◆ EXTRAIT DU DOCUMENT
# # # # # # #

Des expériences de diffusion neutronique à l'ILL et ISIS mettent en évidence un comportement supersymétrique dans un matériau quantique. Cela prouve qu'il apparaît naturellement dans la matière condensée et ouvre des perspectives pour créer  des qubits stables pour l'informatique quantique. L'étude, menée par des scientifiques du PSI, est publiée dans Nature Communications.

La  théorie de la supersymétrie prédit que chaque particule de matière (fermion) devrait avoir une particule partenaire supersymétrique, porteuse de force (boson). Si son rôle dans la physique de notre univers était confirmé, cela apporterait une preuve cruciale d'une physique au-delà du modèle standard de la physique des particules, et éclairerait des mystères non résolus en physique, notamment la matière noire. Or, malgré des décennies de recherches dans de grands collisionneurs, aucune preuve directe de son existence n'a été mise en évidence.

En physique de la matière condensée, le concept selon lequel de fortes corrélations à N corps (voir encadré) peuvent produire des états collectifs bosoniques et fermioniques fractionnaires est bien établi dans les basses dimensions, mais les supersymétries possibles entre ces états sont rarement invoquées.

Bien que la supersymétrie n'ait pas encore été découverte – et pourrait ne jamais l'être – aux hautes énergies où de nouvelles particules sont créées, sa structure mathématique peut néanmoins émerger dans des matériaux à plus basses énergies, régissant le comportement des états quantiques, comme le montre une nouvelle étude menée par des scientifiques du PSI.

Supersymétrie dans une échelle de spin quantique

Les scientifiques ont étudié une classe de matériaux appelés échelles de spin quantiques, un type de matériau magnétique isolant où les atomes sont disposés en paires de chaînes couplées. Dans l'échelle, la charge apparaît comme un trou dans le motif magnétique, ses propriétés étant intrinsèquement liées aux spins des électrons. Ces spins et ces excitations semblables à des charges, ou quasi-particules, influencent leurs voisins le long des chaînes et à travers les barreaux de l'échelle, en suivant les règles quantiques – un peu comme la façon dont le remplissage d'un chiffre dans une grille de Sudoku contraint les possibilités pour les chiffres environnants. Cette interconnexion conduit à un comportement inhabituel et fortement corrélé.

Les échelles de spin quantiques sont un véritable terrain de jeu pour les théoriciens qui testent des modèles décrivant les effets à N corps dans les systèmes de matière condensée fortement couplés. Dans de tels matériaux, un cristal 3D met en œuvre un système d'interactions magnétiques 1D dans lequel les fluctuations quantiques sont amplifiées (en raison d'une forte anisotropie). Dans cette étude, les scientifiques ont étudié deux composés en échelle de spin, (C₅D₁₂N)₂CuBr₄ et (C₅D₁₂N)₂CuCl₄, où les ions de cuivre magnétiques forment les chaînes de l'échelle.

# # # # # # #

◆ OBJECTIF
Recopiez le passage de l'extrait sur la supersymétrie qui commence par « Les échelles de » et se termine par « chaînes de l'échelle. ». Le matériel qui vient ensuite ne sert à rien ici.

# # # # # # #

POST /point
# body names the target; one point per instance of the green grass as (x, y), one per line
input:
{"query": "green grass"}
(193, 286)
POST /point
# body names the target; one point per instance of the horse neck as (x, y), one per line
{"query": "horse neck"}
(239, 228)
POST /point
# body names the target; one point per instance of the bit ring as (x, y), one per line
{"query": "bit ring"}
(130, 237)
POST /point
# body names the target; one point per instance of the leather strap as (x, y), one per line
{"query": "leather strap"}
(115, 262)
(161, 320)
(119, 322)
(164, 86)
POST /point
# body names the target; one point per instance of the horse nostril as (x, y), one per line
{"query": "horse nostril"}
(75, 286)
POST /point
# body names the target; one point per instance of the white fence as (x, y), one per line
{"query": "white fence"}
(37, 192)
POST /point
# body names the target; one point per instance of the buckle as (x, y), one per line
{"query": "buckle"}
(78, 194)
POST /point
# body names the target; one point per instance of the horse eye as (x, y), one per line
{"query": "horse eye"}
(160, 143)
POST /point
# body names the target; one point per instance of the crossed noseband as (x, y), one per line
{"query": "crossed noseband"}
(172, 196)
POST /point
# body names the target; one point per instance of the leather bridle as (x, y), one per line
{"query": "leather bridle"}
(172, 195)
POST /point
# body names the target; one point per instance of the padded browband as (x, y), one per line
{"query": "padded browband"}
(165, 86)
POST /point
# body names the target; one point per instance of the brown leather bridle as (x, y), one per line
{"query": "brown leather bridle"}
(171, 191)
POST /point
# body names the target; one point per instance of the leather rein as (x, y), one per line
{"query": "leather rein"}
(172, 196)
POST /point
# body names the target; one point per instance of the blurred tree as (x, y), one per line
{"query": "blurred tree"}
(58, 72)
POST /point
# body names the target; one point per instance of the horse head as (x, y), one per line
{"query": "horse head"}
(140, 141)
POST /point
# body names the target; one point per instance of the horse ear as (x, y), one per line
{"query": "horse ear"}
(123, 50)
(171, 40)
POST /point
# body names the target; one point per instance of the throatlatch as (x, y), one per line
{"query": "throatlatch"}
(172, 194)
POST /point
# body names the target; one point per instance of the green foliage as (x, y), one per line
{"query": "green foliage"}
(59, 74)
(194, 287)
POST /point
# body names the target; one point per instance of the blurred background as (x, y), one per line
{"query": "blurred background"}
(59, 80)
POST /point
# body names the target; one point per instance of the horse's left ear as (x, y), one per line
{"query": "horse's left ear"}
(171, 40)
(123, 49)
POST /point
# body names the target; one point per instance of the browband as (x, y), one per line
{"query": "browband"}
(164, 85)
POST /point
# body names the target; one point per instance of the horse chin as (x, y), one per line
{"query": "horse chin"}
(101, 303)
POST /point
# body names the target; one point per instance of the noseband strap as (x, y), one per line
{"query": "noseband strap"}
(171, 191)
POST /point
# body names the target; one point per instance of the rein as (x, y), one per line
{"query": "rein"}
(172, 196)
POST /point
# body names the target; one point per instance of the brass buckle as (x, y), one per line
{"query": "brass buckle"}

# # # # # # #

◆ BONNE RÉPONSE
Les échelles de spin quantiques sont un véritable terrain de jeu pour les théoriciens qui testent des modèles décrivant les effets à N corps dans les systèmes de matière condensée fortement couplés. Dans de tels matériaux, un cristal 3D met en œuvre un système d'interactions magnétiques 1D dans lequel les fluctuations quantiques sont amplifiées (en raison d'une forte anisotropie). Dans cette étude, les scientifiques ont étudié deux composés en échelle de spin, (C₅D₁₂N)₂CuBr₄ et (C₅D₁₂N)₂CuCl₄, où les ions de cuivre magnétiques forment les chaînes de l'échelle.